» **ABOUT THIS TASK**
Could you copy, exactly as written, every line from the first line of the records through the one containing "Expected behaviour: for every instance of the concrete"?

» **AVAILABLE DATA**
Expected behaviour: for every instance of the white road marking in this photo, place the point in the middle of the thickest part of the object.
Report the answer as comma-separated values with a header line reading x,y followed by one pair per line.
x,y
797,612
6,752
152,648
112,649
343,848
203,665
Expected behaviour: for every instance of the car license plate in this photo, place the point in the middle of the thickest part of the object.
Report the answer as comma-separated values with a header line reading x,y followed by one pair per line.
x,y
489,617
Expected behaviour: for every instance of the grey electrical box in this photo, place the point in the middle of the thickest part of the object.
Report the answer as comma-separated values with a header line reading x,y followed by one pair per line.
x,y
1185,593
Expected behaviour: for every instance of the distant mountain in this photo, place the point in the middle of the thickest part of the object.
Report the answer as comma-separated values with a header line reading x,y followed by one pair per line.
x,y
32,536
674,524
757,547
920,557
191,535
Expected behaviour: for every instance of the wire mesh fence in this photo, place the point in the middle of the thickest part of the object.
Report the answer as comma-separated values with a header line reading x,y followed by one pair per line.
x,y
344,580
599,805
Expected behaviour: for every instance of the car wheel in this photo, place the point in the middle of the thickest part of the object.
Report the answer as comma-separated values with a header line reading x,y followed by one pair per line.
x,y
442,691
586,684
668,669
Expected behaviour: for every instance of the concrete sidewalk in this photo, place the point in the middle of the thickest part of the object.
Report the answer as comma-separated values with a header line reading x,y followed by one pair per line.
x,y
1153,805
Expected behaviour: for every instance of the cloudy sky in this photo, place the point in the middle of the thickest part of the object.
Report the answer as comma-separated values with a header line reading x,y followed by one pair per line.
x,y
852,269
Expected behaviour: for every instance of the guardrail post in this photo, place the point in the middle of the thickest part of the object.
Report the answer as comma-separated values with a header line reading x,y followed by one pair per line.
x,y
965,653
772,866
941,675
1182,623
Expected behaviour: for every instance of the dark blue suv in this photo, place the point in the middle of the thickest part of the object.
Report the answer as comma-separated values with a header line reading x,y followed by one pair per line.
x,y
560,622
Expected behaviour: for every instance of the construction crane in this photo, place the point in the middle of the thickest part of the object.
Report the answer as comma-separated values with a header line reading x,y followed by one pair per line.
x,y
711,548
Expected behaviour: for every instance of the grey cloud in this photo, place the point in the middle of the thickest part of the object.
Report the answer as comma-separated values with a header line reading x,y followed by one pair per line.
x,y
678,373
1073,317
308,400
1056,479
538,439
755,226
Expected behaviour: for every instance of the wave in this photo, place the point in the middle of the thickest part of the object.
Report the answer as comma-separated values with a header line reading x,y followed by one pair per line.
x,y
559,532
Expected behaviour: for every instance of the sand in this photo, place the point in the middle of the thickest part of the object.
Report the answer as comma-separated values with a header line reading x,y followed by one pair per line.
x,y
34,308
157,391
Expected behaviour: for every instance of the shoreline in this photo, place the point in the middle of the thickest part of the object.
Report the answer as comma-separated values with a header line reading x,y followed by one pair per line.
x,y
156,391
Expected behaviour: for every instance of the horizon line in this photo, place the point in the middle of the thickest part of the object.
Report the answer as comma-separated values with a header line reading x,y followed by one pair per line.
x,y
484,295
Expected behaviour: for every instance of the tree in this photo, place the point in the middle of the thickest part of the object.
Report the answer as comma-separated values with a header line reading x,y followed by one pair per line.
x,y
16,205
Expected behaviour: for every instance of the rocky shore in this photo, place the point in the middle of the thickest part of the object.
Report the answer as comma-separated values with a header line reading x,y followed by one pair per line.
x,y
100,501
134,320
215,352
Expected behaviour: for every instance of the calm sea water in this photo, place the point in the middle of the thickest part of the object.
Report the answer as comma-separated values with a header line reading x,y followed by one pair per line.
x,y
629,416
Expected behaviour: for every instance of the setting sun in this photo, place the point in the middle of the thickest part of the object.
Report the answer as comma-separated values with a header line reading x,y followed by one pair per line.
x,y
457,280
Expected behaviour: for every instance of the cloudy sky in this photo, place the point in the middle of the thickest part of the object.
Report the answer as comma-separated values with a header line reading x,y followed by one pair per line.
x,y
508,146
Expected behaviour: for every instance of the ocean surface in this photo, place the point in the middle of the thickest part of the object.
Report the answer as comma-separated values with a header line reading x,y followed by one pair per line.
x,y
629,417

» **SOLUTION**
Expected behaviour: for every instance of the white road marking in this photo, place the point in the middle of the thickest part of the object.
Report the answer as comma-separated values with a header line reading x,y followed by one pair per line.
x,y
797,612
6,752
152,648
112,649
343,848
203,665
Expected behaviour: for every instance of the car license plate in this photo, place the point in the middle of the thickest part of the object.
Report the answer as comma-separated values with a header line reading x,y followed by one pair per line.
x,y
489,617
Expected behaviour: for every instance of the grey electrical box in this photo, place the point in the middle of the thickest part of the object.
Report the answer as comma-separated values with a header line reading x,y followed by one pair per line.
x,y
1185,593
Expected behaviour: for every instance of the distant mountain in this photo, place the point in the middle of the thickest part of the object.
Report the answer as comma-separated values with a header line reading x,y followed by one pair per line.
x,y
32,536
674,524
757,547
920,557
191,535
Expected behaviour: for every instance of the wire mesh fence in this photo, place the point in the middle of the thickest part of the object.
Report the answer as comma-separated values with a header line reading x,y followed by one pair per line.
x,y
344,580
599,805
Expected behaviour: for every instance of the car wheel in this photo, place the point in the middle of the thickest part of the object.
Report the answer as comma-separated values with a header line reading x,y followed by one pair per line.
x,y
442,691
586,684
668,669
Expected behaviour: for every instance of the concrete sidewalk in this photo, place the point in the middle of the thickest part of the object.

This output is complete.